• **Quoted passage**:
= Beginning of Section =

The villains shine in this year’s Gaieties. Leena is sold as a compelling evil Cal student through Lewis’ passion and magical wardrobe changes. In one memorable scene, Leena throws her jacket and pants on the ground to dramatically reveal a golden dress, breaking into song as she is accompanied by an ensemble of dancers in playboy bunny-esque dresses. Lewis truly claimed the stage, even improvising in response to unanticipated audience comments. Zhang similarly aces his role as the trusty evil sidekick. His dry comedic delivery shines in Zhang’s performance as the intern when he unexpectedly declares his love for a tree in a cheeky monologue. 

Just as there were compelling villains, there was compelling romance. Wesley and Southern work well as a stage couple. Their love was believable, with realistic development that crescendoed to their eventual kiss and confession of love. Their emotional duet made the audience audibly “AWW!” in satisfaction and glee. 

In all its chaos, the show makes it clear that despite the adversities faced during the pandemic, Stanford’s community remains strong, having kept in touch with the traditions that make this place like no other. “LE-LAND” reminds us that home is about people, not place, just as Gaieties 2020 tried to do through its unique digital format. This year’s show certainly emphasizes the frosh experience, but these references were largely well-received by all in attendance, regardless of their class year. 

For example, when I first arrived on campus, I didn’t know why people were afraid of Governor’s Corner, formerly the home of Freshman Sophomore College (FroSoCo). But, Gaieties cleverly explained this history, parodying this fear physically with a joke and haunting storyline. The references continue with Enchanted Broccoli Forest (EBF), a seemingly outlandish name that the writers cleverly use as a set inspiration towards the beginning of the show. Head writers, Steven Opferman ’23 and Emma Parsons ’23,  must have worked meticulously with their fellow staff writers to successfully encapsulate Stanford’s past and present with their writing.

These Stanford-specific jokes are complemented by modern-day references that further ground the story. Political humor, like Senator Bernie Sanders’ “I endorse this message” and Vice President Kamala Harris’ “We did it, Joe!” make appearances, and a reference to “Defying Gravity” is included for diehard theater fans.

= End of Section =

• **Task requirements**:
1. Answer these questions from the Gaieties review:
(a) What does Leena reveal after throwing her jacket and pants on the ground?
(b) Which two performers are described as working well as a stage couple?
(c) Who are named as the show's head writers?
2. Carry the Gaieties review forward, starting after its final sentence.

• **Source information**:
= Beginning of Section =

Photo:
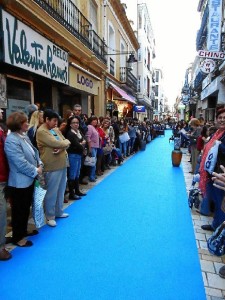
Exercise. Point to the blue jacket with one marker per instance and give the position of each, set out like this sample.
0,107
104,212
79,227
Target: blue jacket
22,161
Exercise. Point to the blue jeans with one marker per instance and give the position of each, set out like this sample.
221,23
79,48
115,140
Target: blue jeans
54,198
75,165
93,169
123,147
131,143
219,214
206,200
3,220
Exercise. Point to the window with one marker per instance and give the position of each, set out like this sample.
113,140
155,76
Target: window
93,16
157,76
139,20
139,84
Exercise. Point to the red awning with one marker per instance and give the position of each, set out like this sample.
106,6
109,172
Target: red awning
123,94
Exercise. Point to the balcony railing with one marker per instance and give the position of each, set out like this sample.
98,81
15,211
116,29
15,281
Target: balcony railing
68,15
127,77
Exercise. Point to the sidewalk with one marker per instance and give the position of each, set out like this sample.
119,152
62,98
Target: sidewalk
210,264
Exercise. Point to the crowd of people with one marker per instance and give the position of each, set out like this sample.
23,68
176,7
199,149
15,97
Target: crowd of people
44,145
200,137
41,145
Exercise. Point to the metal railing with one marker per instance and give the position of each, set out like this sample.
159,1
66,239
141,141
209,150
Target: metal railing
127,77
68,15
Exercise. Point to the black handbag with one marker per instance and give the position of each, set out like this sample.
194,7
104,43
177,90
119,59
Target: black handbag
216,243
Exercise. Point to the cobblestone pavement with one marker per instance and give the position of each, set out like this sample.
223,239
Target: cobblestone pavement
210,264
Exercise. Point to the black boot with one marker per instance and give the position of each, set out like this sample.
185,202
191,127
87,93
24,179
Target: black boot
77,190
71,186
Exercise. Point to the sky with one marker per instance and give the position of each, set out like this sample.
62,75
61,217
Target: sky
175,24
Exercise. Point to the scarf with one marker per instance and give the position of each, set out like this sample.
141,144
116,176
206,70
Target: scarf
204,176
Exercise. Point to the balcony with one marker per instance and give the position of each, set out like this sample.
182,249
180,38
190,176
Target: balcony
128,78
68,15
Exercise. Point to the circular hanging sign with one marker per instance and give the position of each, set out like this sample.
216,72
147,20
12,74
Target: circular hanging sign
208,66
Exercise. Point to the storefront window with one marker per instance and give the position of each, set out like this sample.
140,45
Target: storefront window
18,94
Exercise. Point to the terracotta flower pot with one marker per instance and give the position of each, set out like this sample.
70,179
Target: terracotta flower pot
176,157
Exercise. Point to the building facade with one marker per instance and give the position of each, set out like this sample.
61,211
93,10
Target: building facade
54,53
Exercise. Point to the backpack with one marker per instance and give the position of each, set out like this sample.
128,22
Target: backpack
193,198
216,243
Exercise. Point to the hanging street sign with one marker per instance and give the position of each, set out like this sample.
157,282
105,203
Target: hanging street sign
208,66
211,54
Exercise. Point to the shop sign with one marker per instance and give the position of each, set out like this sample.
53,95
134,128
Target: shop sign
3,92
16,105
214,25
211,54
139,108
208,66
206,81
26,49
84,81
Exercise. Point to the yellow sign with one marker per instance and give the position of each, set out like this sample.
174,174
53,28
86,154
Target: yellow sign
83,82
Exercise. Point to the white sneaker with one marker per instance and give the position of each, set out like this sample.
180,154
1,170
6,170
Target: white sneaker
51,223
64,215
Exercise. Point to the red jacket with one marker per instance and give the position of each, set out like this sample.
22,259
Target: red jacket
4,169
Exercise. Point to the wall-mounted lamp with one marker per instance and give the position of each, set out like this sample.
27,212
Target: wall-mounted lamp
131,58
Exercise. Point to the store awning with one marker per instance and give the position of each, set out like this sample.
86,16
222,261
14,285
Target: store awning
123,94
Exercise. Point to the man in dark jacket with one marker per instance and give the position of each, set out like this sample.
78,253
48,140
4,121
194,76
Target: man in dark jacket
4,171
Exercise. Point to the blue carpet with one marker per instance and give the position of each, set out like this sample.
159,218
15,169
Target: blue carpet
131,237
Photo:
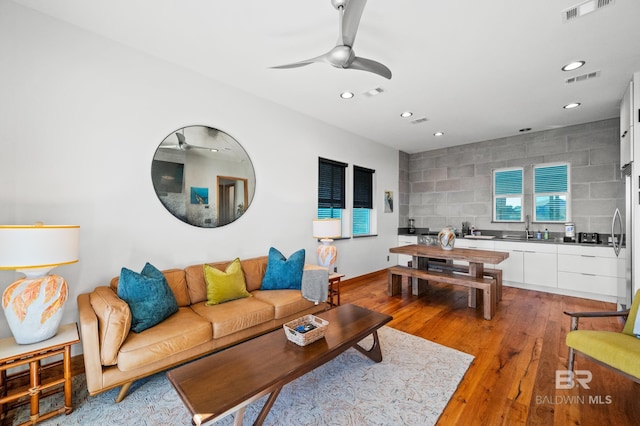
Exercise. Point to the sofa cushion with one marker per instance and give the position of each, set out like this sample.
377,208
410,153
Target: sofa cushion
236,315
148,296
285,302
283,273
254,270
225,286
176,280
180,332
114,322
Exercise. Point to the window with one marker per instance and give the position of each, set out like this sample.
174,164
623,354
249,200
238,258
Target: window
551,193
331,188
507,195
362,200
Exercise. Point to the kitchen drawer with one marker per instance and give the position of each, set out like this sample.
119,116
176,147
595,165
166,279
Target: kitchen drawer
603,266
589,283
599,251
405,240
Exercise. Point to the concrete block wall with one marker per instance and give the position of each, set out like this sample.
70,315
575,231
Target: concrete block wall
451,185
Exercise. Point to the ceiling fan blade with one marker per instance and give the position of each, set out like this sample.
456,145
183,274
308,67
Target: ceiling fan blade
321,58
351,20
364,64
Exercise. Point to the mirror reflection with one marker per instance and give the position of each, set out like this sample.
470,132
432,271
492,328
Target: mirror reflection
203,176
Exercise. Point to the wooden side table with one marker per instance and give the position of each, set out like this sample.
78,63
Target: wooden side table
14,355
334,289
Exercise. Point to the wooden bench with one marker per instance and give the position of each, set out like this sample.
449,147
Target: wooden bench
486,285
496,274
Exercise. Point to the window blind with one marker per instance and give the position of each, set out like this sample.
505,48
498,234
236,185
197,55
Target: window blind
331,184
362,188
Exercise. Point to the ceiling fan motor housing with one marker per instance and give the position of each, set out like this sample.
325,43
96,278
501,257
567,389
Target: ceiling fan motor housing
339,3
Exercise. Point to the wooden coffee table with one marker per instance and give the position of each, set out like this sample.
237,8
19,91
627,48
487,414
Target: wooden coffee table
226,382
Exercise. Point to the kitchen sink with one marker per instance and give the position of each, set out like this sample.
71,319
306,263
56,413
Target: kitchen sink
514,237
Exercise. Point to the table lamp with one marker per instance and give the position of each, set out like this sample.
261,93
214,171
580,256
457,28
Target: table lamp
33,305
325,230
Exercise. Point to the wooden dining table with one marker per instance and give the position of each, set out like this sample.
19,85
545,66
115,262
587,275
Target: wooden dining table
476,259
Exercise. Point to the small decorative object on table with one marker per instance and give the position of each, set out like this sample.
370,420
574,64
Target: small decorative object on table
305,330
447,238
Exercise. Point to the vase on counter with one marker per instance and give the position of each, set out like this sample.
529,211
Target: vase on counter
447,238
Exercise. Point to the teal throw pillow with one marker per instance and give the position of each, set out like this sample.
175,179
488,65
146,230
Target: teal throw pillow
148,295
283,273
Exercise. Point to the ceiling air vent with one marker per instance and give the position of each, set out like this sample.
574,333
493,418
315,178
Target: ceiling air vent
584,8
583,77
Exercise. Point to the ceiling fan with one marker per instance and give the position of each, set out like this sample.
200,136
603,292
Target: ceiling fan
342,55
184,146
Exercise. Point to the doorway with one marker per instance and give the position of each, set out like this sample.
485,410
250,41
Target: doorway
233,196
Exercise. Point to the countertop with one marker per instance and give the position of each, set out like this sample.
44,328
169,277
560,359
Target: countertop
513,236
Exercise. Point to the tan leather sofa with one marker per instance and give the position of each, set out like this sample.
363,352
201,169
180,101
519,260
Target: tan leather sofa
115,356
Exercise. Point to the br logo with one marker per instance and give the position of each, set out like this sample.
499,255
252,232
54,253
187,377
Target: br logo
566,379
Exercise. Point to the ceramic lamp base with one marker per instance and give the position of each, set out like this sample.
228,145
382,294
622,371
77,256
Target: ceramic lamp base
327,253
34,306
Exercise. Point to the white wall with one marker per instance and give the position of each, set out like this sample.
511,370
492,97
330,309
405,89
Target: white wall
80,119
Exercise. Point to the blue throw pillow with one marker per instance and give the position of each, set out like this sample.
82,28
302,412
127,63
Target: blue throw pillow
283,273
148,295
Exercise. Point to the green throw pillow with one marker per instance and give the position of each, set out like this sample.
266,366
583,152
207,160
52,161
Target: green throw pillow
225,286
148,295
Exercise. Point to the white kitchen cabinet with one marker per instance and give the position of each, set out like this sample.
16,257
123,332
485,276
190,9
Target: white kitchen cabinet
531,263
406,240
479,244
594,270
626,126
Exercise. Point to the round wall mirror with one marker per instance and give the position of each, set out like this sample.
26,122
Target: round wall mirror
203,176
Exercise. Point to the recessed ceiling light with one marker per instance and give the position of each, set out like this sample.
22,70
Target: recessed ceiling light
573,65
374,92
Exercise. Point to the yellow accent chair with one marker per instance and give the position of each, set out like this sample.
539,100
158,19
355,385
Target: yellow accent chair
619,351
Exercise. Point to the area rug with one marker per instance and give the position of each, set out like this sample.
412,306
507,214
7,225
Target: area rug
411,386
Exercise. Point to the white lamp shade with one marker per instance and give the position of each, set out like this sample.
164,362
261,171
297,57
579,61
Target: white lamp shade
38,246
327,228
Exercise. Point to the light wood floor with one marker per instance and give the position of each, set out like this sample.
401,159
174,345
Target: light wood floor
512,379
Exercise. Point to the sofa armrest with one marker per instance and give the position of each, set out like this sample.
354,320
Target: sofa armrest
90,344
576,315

= End of Section =

• **Responses by item number**:
1.
(a) A golden dress.
(b) Wesley and Southern.
(c) Steven Opferman ’23 and Emma Parsons ’23.

2.
Gaieties’ script is strong, but so is its set. Designer Kiki Hood ’23 took creative leaps to make beautiful visual elements; the audience is brought into the different scenes not by set-pieces but rather by large LED panels that display pixelated versions of palm trees or main quad. It was a welcomed surprise that reminded me “this is Stanford.” The show introduces technology into the theatrical space in a way that is unobtrusive and adds to the story. 

And no good musical is complete without good music. Roaring orchestral music throughout the show lets the audience connect with characters and sets a 1920’s energy with notes of jazz and blues during some scenes. Kawika performs melodic singing that pulls at the audience’s heartstrings with a moving ballad. Leena’s character had a similarly powerful performance with her euphoric singing.

While it would be near impossible to capture all the elements of campus culture, the writers’ choices were well-thought-out, all embodying key aspects of Stanford tradition and its community. I resonated with the show’s ending, which makes it clear that community is what unites the student body, not an acceptance letter. All in all, this year’s Gaieties was a love letter to Stanford and all the bonds made here, old and new, firmly marking itself in tradition and perseverance. 

Gaieties still has two performances left, with shows on Nov. 18 and 19 at 7 p.m.

Editor’s Note: This article is a review and includes subjective opinions, thoughts and critiques.